**SELECTED TEXT:**
_____
How Much Will Gavin McKenna Make?
How much will Gavin McKenna make? The projected No. 1 pick already earns a reported ~$700K in college NIL, but the NHL entry-level system caps his base near $1M for three years; the real fortune waits until his 2029 second contract.
$700,000. That is roughly what an 18-year-old amateur named Gavin McKenna is reportedly earning this season, before he has played a single shift of professional hockey. ESPN's Greg Wyshynski put his Penn State name-image-likeness package "in the ballpark" of that figure, the richest NIL deal college hockey has ever seen. Here is the strange part: when McKenna turns pro, his NHL base salary is capped at around $1 million. The best teenager on the planet is about to take a job that pays barely more than the one he already has. That gap, between generational talent and a fixed rookie wage, is The Capped Phenom problem, and it explains why the real McKenna fortune is still years away.
| Figure | What it represents |
|---|---|
| ~$700,000 | McKenna's reported Penn State NIL money for 2025-26, as an amateur (ESPN, Greg Wyshynski) |
| ~$1,000,000 | The NHL entry-level maximum base salary a 2026 first-overall pick can sign for |
The best 18-year-old in the world earns a raise of roughly $300,000 to turn pro, because the entry-level system caps what any rookie can make no matter how dominant.
_____
**TASKS:**
**a)** In the article on Gavin McKenna's pay, who put his Penn State name-image-likeness package "in the ballpark" of $700,000?
**b)** Go on with the article about Gavin McKenna's earnings, starting after its last sentence.
These items were drawn from a separate source, not from the article.

Items from a dataset
_____
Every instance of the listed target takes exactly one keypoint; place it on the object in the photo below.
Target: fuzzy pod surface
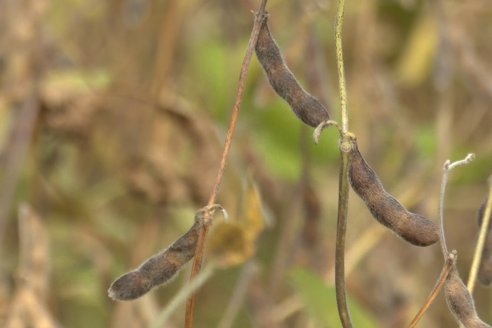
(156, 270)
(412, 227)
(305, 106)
_____
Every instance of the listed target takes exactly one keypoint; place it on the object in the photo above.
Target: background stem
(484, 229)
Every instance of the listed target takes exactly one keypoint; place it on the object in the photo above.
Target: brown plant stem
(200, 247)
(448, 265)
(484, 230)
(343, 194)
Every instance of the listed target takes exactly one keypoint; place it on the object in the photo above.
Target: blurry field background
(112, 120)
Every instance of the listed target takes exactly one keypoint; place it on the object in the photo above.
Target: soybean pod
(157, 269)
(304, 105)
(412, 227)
_____
**TASK RESULTS:**
**a)** ESPN's Greg Wyshynski.

**b)**
Key Takeaways
- Already paid like a pro: McKenna's reported ~$700,000 Penn State NIL deal is the largest in college hockey history, dwarfing Michigan State's reported $200,000-$300,000 offer.
- The Capped Phenom: his NHL entry-level base salary maxes out near $1 million for three years, regardless of how good he is, the same tier as every other rookie.
- Bonuses are the real money: a first-overall ELC can push past $4 million a season once Schedule A and B performance bonuses are added, the structure Macklin Celebrini signed.
- The fortune waits until 2029: McKenna's second contract, not his first, is where star money lives, projecting into the kind of AAV the league's top forwards earn.
- Not signed yet: the Toronto Maple Leafs hold the No. 1 pick on June 26 and are expected to take him; every NHL figure here is a projection until he signs.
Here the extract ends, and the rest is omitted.